# GIVEN REQUEST 1
Duplicate the passage of the Budney estate opinion below, beginning at the words "BUDNEY, Administrator, Respondent." and stopping after "by her testimony.".

# SOURCE PASSAGE
»»
Hendrickson v. Budney

2 Wis. 2d 389 | Wis. | 1957

2 Wis. 2d 389 (1957)

ESTATE OF BUDNEY:
HENDRICKSON, Appellant,
vs.
BUDNEY, Administrator, Respondent.

Supreme Court of Wisconsin.

November 7, 1957.
December 3, 1957.

*391 For the appellant there was a brief by Benson, Butchart, Haley & Benson of Racine, and oral argument by Donald A. Butchart.

For the respondent there was a brief and oral argument by William J. H. Evans of Racine.

MARTIN, C. J.

It is established by the evidence that the source of the money found in the home was William Budney's earnings. He testified that the decedent had no estate of her own when he married her, that she had not received any inheritance, that he did not think she had received any divorce settlements from her previous husbands, that she never worked during their thirty-three years of married life. These facts are not denied by the petitioner; in fact, they are corroborated by her testimony.

Budney further testified that it was his practice to cash his weekly pay check and give the money to his wife; that

"Whatever she done I was pleased. She was a faithful wife to me. We never discussed money at all."
««
# STORED ROWS
»»
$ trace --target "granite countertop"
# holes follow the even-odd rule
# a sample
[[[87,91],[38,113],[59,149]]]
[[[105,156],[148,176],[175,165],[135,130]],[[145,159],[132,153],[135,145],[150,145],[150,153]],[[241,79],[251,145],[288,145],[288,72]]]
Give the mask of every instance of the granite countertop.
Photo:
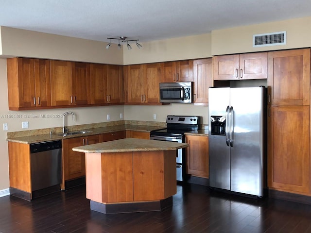
[[[165,127],[161,126],[152,126],[148,125],[123,124],[114,125],[111,126],[106,126],[104,127],[83,129],[83,130],[79,130],[79,131],[85,131],[88,132],[89,133],[79,133],[74,135],[68,135],[66,136],[57,135],[58,134],[59,134],[61,133],[58,132],[52,133],[52,136],[50,134],[39,134],[37,135],[25,136],[22,137],[14,137],[12,138],[8,138],[6,139],[6,140],[9,142],[30,144],[31,143],[35,143],[38,142],[55,141],[57,140],[66,139],[74,137],[87,136],[92,135],[99,134],[101,133],[113,133],[122,130],[133,130],[137,131],[150,132],[152,130],[162,129],[163,128]]]
[[[188,146],[187,143],[129,138],[74,147],[72,150],[84,153],[109,153],[173,150]]]
[[[195,135],[197,136],[208,136],[208,130],[193,130],[185,133],[185,135]]]

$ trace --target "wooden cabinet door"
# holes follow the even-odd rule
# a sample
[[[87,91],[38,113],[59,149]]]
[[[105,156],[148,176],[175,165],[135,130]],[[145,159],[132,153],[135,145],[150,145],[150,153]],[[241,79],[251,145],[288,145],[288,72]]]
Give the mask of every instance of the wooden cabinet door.
[[[213,59],[214,80],[239,79],[239,54],[215,56]]]
[[[173,83],[177,81],[175,62],[166,62],[161,63],[163,75],[161,83]]]
[[[78,178],[86,175],[84,153],[74,151],[72,150],[75,147],[83,145],[81,143],[83,138],[75,137],[63,140],[63,183],[65,181]]]
[[[309,106],[269,107],[268,186],[309,193]]]
[[[271,105],[310,103],[310,49],[268,53],[268,101]]]
[[[176,62],[177,82],[193,81],[193,61],[192,60]]]
[[[72,62],[72,95],[74,104],[91,103],[89,64]]]
[[[51,60],[50,66],[52,106],[72,104],[71,63],[65,61]]]
[[[144,102],[160,102],[160,80],[162,77],[160,63],[143,65],[144,71]]]
[[[239,79],[267,78],[267,53],[253,52],[240,54]]]
[[[208,178],[208,137],[204,136],[187,135],[188,174]]]
[[[106,79],[107,66],[90,64],[91,103],[101,104],[106,102],[107,86]]]
[[[129,103],[142,103],[144,96],[144,75],[142,65],[127,66],[127,85]]]
[[[126,138],[133,137],[134,138],[140,138],[142,139],[150,139],[150,133],[149,132],[143,132],[134,130],[126,131]]]
[[[35,107],[34,59],[9,58],[7,59],[7,67],[9,107],[17,109]]]
[[[123,68],[121,66],[108,65],[107,66],[107,95],[109,103],[124,101]]]
[[[208,102],[208,87],[213,86],[212,58],[193,61],[194,102]]]
[[[192,60],[163,62],[161,63],[161,66],[163,72],[161,83],[193,81]]]
[[[34,59],[35,106],[51,105],[50,61]]]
««
# GIVEN REQUEST 2
Gather every line of the listing that contains the string "cabinet".

# COMPLETE RESPONSE 1
BUDNEY, Administrator, Respondent.

Supreme Court of Wisconsin.

November 7, 1957.
December 3, 1957.

*391 For the appellant there was a brief by Benson, Butchart, Haley & Benson of Racine, and oral argument by Donald A. Butchart.

For the respondent there was a brief and oral argument by William J. H. Evans of Racine.

MARTIN, C. J.

It is established by the evidence that the source of the money found in the home was William Budney's earnings. He testified that the decedent had no estate of her own when he married her, that she had not received any inheritance, that he did not think she had received any divorce settlements from her previous husbands, that she never worked during their thirty-three years of married life. These facts are not denied by the petitioner; in fact, they are corroborated by her testimony.

# COMPLETE RESPONSE 2
$ trace --target "wooden cabinet door"
Give the mask of every instance of the wooden cabinet door.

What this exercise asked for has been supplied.